## BEGIN Record list

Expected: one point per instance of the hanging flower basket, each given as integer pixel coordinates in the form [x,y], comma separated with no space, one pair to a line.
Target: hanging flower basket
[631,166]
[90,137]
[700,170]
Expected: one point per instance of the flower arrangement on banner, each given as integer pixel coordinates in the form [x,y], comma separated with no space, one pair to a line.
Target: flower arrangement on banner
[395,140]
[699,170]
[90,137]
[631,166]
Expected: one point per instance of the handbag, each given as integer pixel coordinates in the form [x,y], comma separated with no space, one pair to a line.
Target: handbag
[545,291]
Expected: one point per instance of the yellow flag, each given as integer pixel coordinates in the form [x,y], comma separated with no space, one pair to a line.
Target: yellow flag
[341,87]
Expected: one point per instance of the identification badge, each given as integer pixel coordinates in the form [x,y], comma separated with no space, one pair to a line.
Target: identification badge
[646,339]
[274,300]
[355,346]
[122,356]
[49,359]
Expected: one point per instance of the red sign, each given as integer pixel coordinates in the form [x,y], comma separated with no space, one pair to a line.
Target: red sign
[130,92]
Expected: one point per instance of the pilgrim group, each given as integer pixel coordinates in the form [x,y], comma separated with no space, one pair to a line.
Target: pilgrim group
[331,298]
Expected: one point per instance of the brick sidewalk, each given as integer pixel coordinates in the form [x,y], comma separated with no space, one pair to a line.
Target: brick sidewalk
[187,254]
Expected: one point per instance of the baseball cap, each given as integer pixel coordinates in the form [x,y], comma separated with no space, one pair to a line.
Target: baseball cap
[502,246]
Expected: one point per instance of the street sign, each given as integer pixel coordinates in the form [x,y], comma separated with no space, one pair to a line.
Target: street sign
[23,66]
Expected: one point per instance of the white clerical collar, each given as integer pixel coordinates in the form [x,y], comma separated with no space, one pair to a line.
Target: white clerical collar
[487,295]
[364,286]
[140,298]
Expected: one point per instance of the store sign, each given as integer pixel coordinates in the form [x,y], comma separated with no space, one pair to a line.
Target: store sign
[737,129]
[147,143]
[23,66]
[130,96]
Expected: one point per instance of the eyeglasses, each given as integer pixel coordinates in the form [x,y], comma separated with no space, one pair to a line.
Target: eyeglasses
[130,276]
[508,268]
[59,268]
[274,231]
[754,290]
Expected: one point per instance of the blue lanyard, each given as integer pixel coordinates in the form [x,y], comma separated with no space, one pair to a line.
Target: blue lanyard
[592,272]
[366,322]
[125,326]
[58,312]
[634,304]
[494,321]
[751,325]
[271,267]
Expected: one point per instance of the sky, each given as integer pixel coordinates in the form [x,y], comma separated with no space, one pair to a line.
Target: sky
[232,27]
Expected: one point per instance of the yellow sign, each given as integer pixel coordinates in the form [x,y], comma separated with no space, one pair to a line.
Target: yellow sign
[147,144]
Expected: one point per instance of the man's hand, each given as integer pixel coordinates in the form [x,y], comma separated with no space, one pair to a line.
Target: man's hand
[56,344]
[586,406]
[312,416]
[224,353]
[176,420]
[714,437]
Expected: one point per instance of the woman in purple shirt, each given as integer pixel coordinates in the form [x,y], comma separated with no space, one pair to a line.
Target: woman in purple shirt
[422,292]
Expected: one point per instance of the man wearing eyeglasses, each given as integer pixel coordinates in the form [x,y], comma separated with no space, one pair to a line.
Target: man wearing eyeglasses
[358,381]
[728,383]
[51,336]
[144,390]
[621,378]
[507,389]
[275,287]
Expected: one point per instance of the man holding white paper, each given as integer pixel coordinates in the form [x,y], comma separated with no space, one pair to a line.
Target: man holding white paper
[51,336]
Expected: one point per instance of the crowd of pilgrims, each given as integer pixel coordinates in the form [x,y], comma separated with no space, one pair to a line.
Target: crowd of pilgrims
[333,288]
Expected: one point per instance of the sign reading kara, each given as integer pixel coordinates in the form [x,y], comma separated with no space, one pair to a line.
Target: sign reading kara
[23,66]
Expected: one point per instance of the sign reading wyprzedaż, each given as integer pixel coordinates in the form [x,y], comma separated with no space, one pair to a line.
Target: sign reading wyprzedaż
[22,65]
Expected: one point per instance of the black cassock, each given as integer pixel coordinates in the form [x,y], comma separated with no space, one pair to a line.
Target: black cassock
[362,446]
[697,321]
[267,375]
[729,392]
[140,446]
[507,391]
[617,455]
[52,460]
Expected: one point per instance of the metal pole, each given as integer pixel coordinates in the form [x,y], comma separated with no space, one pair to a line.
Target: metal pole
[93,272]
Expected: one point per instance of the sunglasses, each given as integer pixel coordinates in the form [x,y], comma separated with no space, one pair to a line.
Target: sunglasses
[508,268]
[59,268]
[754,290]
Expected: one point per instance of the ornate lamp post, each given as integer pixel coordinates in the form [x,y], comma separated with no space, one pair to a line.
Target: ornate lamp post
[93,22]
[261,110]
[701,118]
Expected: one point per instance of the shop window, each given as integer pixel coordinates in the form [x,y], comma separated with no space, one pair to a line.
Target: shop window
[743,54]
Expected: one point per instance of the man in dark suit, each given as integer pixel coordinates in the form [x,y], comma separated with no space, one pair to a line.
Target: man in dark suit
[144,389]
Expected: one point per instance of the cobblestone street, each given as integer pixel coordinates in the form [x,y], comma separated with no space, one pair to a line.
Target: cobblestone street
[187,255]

## END Record list
## BEGIN Record list

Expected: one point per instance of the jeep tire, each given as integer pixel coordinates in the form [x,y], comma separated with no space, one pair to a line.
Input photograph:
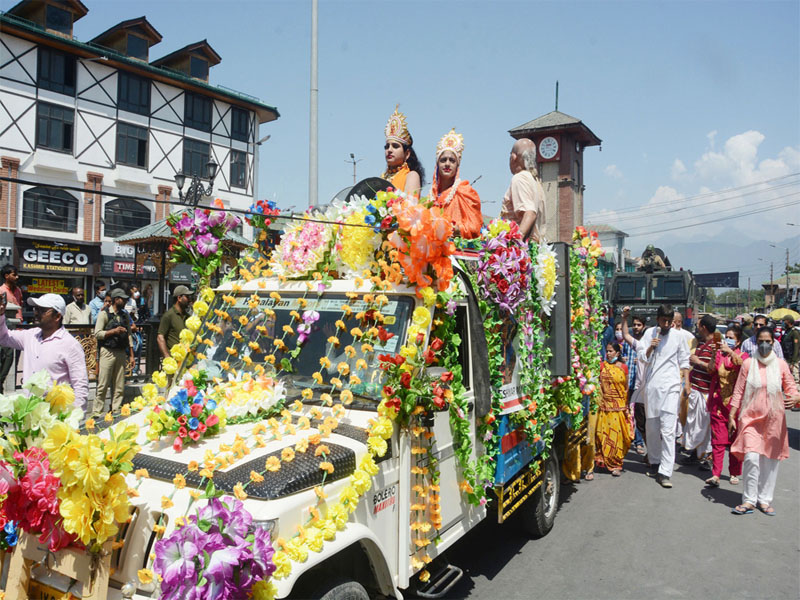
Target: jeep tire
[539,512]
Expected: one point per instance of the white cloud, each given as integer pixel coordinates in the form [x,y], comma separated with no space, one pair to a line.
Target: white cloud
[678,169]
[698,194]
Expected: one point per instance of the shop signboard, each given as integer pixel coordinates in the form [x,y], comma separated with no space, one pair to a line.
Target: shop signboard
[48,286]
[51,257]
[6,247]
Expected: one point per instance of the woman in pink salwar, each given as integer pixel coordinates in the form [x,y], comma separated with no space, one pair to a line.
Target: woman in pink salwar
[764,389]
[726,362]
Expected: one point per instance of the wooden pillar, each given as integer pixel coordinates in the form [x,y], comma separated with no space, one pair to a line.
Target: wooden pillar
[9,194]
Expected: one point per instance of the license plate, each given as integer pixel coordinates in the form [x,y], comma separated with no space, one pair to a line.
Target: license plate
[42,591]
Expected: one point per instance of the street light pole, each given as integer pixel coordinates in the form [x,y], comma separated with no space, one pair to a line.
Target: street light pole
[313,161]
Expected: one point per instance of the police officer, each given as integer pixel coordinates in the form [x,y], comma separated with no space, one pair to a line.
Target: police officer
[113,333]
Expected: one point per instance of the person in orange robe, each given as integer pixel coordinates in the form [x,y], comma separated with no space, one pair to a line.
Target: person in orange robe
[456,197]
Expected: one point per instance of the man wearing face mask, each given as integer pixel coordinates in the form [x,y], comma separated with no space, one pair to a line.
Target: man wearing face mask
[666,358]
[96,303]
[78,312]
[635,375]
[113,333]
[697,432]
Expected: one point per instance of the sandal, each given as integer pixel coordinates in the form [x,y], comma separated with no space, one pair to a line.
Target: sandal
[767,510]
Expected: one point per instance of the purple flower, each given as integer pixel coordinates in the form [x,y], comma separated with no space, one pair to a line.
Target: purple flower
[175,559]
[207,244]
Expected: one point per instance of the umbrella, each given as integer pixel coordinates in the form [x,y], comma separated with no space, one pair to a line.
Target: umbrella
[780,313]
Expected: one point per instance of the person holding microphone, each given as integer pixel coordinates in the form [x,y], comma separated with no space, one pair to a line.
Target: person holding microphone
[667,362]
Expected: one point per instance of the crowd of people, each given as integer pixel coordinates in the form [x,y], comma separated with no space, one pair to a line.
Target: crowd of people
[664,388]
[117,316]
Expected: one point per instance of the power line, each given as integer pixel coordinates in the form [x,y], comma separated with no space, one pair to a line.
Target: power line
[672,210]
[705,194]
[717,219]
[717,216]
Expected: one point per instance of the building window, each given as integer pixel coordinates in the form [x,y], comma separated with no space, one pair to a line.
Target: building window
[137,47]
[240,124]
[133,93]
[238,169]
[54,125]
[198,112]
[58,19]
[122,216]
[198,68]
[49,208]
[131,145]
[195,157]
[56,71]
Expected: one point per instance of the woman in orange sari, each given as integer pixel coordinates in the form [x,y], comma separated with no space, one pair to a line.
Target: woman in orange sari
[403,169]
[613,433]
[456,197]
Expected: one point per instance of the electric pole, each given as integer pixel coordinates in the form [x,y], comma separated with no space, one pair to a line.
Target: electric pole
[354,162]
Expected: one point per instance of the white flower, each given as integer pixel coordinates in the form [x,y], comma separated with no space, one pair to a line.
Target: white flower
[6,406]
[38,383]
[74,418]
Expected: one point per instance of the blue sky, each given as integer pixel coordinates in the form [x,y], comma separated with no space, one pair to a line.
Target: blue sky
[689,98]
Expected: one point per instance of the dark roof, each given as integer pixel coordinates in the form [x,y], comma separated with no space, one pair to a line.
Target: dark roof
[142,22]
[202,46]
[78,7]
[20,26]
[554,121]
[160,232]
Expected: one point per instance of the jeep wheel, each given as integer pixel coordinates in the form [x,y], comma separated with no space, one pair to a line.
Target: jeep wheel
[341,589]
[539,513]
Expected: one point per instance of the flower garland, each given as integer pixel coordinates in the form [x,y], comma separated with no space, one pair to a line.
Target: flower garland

## END Record list

## Written instruction
Report each line in the rows above that contains the string "wyprzedaż", copying every such line in full.

## Expected answer
Expected: one point per instance of the sign reading wyprzedaż, each given as integer pixel coordinates in the form [x,y], comma separated with no space, one pair to a line.
Target: sign reading wyprzedaż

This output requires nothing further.